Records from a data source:
==========

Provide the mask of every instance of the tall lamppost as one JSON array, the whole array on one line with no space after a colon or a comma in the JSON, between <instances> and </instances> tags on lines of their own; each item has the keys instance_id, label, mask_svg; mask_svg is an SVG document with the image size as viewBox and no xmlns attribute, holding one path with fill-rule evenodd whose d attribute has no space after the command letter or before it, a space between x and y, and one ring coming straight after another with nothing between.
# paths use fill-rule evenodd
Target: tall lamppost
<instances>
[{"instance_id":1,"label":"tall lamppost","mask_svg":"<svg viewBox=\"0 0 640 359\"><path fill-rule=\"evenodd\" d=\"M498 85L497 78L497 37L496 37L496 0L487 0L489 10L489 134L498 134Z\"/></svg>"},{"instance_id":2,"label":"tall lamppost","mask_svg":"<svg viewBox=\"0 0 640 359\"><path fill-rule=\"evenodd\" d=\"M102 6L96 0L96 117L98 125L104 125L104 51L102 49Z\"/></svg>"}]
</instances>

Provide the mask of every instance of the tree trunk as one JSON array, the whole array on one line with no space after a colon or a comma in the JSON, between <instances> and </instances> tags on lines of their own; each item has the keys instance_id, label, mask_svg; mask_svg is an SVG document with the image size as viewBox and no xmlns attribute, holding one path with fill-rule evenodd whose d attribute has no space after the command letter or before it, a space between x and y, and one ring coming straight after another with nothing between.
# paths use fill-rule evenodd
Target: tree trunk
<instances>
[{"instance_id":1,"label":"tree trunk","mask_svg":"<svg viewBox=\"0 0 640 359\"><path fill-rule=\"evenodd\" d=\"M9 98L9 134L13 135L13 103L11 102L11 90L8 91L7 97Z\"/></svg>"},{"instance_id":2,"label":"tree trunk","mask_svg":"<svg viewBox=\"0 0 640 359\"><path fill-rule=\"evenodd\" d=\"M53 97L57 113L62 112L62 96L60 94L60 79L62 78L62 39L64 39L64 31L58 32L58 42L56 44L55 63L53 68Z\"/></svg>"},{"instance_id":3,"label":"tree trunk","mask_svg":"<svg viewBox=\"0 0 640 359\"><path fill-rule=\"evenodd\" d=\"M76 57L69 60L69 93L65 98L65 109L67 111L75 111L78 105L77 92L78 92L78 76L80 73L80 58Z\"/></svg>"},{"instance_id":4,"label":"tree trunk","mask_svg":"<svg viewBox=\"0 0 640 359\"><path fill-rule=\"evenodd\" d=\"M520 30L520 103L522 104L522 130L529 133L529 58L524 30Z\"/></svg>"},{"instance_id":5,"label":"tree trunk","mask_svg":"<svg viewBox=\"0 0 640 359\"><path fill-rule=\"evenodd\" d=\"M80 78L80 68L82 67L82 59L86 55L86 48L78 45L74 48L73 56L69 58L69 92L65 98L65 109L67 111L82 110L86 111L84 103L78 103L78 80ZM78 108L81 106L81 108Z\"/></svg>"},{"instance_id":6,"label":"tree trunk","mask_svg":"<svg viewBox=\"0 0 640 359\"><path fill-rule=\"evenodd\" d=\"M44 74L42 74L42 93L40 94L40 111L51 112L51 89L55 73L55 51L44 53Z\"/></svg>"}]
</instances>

==========

What is needed: Set down nothing but the lines from the one containing "Provide the mask of every instance of the tree" through the end of the entries above, exactly as written, both ends counted.

Exercise response:
Provide the mask of every instance of the tree trunk as one JSON array, the whole array on one line with no space after a colon or a comma in the JSON, between <instances> and </instances> tags on lines of their own; each item has the keys instance_id, label, mask_svg; mask_svg is an SVG document with the image size as viewBox and no xmlns attribute, holding one path with fill-rule evenodd whose d attribute has no space after the command letter or before it, a space between x and y, and one ring coming straight after another with nothing between.
# paths use fill-rule evenodd
Target: tree trunk
<instances>
[{"instance_id":1,"label":"tree trunk","mask_svg":"<svg viewBox=\"0 0 640 359\"><path fill-rule=\"evenodd\" d=\"M9 98L9 134L13 135L13 103L11 102L11 90L8 91L7 97Z\"/></svg>"},{"instance_id":2,"label":"tree trunk","mask_svg":"<svg viewBox=\"0 0 640 359\"><path fill-rule=\"evenodd\" d=\"M53 97L57 113L62 112L62 96L60 94L60 79L62 78L62 39L64 39L64 31L58 32L58 42L56 44L55 63L53 68Z\"/></svg>"},{"instance_id":3,"label":"tree trunk","mask_svg":"<svg viewBox=\"0 0 640 359\"><path fill-rule=\"evenodd\" d=\"M76 57L69 60L69 93L65 98L65 109L67 111L75 111L78 105L77 92L78 92L78 76L80 73L80 58Z\"/></svg>"},{"instance_id":4,"label":"tree trunk","mask_svg":"<svg viewBox=\"0 0 640 359\"><path fill-rule=\"evenodd\" d=\"M520 30L520 103L522 104L522 130L529 133L529 58L524 30Z\"/></svg>"},{"instance_id":5,"label":"tree trunk","mask_svg":"<svg viewBox=\"0 0 640 359\"><path fill-rule=\"evenodd\" d=\"M80 78L80 68L82 67L82 59L86 55L86 48L78 45L74 48L73 56L69 58L69 92L65 98L65 109L67 111L82 110L86 111L84 103L78 103L78 80ZM78 108L81 106L81 108Z\"/></svg>"},{"instance_id":6,"label":"tree trunk","mask_svg":"<svg viewBox=\"0 0 640 359\"><path fill-rule=\"evenodd\" d=\"M44 74L42 74L42 93L40 94L40 111L51 112L51 89L55 73L55 51L44 53Z\"/></svg>"}]
</instances>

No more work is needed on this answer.